#### [TASK INPUTS]

________________________________________

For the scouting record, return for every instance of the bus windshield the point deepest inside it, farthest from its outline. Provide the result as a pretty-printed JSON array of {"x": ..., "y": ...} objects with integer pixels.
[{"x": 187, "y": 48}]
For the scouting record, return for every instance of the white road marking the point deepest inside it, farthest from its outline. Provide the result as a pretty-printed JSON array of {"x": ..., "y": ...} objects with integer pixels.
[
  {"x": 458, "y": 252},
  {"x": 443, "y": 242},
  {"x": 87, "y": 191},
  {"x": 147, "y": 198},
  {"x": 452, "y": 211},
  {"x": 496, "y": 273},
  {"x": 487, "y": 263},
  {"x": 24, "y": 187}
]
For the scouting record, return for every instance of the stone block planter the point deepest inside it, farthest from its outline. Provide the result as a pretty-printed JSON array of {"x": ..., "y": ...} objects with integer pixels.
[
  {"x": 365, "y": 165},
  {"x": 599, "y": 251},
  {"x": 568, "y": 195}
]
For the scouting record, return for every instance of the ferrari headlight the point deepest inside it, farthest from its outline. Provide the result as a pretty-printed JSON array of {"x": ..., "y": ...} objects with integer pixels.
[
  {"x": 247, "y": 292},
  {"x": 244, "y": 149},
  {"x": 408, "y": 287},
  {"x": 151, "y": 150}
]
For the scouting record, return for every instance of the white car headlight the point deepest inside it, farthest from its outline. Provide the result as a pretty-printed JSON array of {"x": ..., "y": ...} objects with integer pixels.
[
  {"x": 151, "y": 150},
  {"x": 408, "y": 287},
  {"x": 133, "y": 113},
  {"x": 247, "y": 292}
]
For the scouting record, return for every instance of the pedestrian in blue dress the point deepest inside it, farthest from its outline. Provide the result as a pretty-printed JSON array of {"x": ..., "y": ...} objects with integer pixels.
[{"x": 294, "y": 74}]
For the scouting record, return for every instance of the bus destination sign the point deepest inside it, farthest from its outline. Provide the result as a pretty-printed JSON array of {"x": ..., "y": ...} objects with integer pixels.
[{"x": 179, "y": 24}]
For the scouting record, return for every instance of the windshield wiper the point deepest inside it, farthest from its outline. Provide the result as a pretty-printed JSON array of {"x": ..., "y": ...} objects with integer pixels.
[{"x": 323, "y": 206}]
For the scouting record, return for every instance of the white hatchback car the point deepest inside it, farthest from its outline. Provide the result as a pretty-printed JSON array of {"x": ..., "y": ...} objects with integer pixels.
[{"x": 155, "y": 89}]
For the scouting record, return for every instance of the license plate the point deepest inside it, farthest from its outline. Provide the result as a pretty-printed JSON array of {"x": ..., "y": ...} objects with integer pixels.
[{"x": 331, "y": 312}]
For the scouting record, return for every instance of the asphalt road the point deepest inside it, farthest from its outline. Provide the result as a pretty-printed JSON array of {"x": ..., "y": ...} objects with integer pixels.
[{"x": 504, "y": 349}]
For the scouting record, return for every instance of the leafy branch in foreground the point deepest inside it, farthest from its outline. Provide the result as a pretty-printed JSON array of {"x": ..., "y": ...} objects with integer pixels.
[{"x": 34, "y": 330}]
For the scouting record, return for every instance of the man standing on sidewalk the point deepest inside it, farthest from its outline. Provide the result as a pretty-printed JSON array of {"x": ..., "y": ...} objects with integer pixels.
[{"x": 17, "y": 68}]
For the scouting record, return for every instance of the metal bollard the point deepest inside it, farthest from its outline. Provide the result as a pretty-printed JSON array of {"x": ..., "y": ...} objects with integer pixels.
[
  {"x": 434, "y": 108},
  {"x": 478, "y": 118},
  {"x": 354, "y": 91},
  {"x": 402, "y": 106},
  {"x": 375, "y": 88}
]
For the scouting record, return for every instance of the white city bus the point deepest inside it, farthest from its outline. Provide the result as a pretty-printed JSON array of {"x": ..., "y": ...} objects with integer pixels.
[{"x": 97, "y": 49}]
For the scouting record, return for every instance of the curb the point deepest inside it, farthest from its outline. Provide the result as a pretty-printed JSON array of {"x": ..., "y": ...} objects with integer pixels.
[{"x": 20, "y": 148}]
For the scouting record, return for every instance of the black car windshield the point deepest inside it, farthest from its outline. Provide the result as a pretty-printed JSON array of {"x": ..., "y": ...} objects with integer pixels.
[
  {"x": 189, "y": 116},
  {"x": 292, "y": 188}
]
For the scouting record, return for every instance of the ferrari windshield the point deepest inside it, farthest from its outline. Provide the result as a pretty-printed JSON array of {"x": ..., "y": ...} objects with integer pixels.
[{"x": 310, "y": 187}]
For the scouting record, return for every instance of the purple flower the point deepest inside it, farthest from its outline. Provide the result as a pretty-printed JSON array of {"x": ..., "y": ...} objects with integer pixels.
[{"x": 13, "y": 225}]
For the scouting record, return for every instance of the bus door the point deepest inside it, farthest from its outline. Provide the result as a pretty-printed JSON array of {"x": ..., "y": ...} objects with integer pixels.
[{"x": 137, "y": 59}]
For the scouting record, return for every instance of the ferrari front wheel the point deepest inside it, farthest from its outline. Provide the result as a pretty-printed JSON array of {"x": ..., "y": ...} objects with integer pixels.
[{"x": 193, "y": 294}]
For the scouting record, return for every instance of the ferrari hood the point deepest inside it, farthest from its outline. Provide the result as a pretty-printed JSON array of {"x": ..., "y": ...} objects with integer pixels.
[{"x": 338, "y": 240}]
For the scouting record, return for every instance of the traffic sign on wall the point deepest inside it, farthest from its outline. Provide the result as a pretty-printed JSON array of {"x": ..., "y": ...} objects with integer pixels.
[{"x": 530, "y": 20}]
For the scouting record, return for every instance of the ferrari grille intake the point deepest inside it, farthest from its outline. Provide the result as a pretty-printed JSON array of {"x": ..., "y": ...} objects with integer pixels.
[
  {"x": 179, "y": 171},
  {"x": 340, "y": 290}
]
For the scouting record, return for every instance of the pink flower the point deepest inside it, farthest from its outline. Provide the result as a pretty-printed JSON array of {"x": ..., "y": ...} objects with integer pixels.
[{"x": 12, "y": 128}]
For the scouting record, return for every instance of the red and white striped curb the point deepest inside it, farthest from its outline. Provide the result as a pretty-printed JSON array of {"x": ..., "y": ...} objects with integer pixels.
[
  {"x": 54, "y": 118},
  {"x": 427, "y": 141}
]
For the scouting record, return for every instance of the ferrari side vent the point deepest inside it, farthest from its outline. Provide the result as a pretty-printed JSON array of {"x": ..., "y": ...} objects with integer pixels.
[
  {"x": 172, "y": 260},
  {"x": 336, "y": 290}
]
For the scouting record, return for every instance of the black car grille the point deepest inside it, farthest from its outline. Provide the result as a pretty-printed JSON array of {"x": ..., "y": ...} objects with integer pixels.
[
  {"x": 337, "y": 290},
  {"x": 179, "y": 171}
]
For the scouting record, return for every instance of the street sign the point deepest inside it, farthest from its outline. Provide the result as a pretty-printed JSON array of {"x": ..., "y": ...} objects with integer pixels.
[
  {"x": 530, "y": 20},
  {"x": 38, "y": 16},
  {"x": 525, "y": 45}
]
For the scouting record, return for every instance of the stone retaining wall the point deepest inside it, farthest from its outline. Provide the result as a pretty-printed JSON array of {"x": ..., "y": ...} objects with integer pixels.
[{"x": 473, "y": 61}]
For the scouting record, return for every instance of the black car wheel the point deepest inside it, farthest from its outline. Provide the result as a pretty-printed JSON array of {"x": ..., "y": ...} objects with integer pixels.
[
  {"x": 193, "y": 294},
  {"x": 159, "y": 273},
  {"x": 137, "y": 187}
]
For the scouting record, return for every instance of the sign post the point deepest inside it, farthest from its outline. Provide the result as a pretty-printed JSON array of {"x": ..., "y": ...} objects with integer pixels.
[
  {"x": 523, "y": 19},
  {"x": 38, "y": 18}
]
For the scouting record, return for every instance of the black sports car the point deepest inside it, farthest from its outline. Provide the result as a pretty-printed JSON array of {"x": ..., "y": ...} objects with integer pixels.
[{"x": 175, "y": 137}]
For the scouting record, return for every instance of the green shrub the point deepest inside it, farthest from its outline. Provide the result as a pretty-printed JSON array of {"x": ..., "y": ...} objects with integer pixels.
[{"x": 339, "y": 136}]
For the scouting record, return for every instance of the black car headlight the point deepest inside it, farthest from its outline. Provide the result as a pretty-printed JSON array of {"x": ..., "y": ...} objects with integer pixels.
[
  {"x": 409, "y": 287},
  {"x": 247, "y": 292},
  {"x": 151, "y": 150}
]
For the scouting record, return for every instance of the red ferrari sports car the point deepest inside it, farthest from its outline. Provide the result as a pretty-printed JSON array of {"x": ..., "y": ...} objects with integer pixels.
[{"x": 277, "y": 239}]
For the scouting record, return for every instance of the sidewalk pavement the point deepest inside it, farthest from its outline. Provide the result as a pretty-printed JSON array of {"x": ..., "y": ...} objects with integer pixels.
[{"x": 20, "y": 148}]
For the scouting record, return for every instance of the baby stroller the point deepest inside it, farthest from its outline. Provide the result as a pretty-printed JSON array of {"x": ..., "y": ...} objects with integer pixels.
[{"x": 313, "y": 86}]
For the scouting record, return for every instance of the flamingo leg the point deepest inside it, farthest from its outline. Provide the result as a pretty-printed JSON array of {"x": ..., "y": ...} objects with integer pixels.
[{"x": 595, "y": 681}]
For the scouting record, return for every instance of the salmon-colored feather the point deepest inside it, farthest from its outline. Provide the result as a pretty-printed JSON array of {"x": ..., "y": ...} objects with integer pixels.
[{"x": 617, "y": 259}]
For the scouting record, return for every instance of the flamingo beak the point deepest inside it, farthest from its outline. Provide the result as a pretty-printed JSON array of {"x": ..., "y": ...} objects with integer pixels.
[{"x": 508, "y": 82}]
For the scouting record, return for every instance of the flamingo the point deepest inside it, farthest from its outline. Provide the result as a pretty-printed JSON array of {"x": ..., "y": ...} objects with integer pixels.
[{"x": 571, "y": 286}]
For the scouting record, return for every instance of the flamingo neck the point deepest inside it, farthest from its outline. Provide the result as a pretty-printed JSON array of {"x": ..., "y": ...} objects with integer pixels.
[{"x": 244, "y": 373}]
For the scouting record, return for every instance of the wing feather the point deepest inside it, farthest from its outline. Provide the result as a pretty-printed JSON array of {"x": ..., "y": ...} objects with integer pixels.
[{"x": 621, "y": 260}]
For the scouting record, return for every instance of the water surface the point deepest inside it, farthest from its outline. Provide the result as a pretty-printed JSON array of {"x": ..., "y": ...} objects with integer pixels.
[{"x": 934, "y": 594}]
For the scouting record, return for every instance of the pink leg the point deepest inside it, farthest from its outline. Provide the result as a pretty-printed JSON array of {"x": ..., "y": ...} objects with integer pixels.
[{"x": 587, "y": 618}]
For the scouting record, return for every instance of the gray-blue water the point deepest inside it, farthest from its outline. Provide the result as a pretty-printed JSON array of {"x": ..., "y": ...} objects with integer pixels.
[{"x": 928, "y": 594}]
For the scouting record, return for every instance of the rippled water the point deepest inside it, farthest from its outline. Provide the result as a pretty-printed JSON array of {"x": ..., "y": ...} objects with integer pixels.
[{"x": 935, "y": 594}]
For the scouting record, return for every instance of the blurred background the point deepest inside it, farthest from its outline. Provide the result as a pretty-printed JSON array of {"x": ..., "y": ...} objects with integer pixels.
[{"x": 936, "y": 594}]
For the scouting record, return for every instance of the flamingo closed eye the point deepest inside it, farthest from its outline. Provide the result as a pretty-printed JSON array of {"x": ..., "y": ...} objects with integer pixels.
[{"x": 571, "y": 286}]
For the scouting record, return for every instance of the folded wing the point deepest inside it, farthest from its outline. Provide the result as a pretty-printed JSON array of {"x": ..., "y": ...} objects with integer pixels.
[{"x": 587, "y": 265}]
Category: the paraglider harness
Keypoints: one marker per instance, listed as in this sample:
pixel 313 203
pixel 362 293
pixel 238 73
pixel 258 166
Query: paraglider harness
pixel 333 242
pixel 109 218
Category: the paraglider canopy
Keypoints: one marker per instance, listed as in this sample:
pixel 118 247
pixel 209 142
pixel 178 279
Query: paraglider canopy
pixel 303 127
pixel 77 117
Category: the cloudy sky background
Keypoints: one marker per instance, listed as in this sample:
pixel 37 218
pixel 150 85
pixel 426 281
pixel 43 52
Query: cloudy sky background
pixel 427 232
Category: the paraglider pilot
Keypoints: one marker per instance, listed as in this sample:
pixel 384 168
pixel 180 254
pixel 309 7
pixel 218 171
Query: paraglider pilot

________________________________________

#### [PROBLEM STATEMENT]
Once the line with "For the scouting record, return for every instance of the water" is found in the records above, print exactly that line and every line after it through the line with "pixel 43 52".

#### [EXERCISE RESPONSE]
For the scouting record, return for every instance of the water surface the point deepest inside it, farthest from its outline. Provide the result as a pretty-printed JSON array of {"x": ..., "y": ...} objects with integer pixels.
[{"x": 934, "y": 594}]
For the scouting record, return for every instance of the pink leg the point deepest inside it, farthest from its outline. Provide the result as a pretty-printed JSON array of {"x": ..., "y": ...} objects with integer pixels.
[{"x": 587, "y": 618}]
For the scouting record, return for every instance of the gray-blue water the point deepest inside it, farthest from its outline. Provide the result as a pretty-printed JSON array of {"x": ..., "y": ...} objects with integer pixels.
[{"x": 928, "y": 594}]
For the scouting record, return for every instance of the rippled water the point deepest inside it, farthest from its outline. Provide the result as a pretty-printed JSON array of {"x": ..., "y": ...} objects with integer pixels.
[{"x": 935, "y": 594}]
For the scouting record, return for every instance of the blurred background the point deepest inside it, farthest from its outline. Provide the result as a pretty-printed JSON array of {"x": ..., "y": ...} objects with integer pixels.
[{"x": 936, "y": 594}]
For the scouting record, return for every instance of the flamingo closed eye the point deepest inside it, farthest from its outline. Provide the result as a pretty-printed JSON array of {"x": ..., "y": ...} objects with integer pixels.
[{"x": 571, "y": 286}]
For the scouting record, return for every instance of the folded wing the point deepest inside it, farthest from its outline. Provide the result as a pretty-printed JSON array of {"x": ..., "y": ...} objects with integer pixels.
[{"x": 587, "y": 265}]
Category: the paraglider harness
Keypoints: one marker per instance, listed as in this sample:
pixel 313 203
pixel 362 293
pixel 238 73
pixel 258 166
Query: paraglider harness
pixel 333 242
pixel 109 218
Category: the paraglider canopy
Keypoints: one marker per instance, listed as in this sample:
pixel 118 247
pixel 209 142
pixel 178 279
Query: paraglider canopy
pixel 303 127
pixel 77 117
Category: the cloudy sky background
Keypoints: one marker per instance, listed as in this sample:
pixel 37 218
pixel 150 85
pixel 426 281
pixel 43 52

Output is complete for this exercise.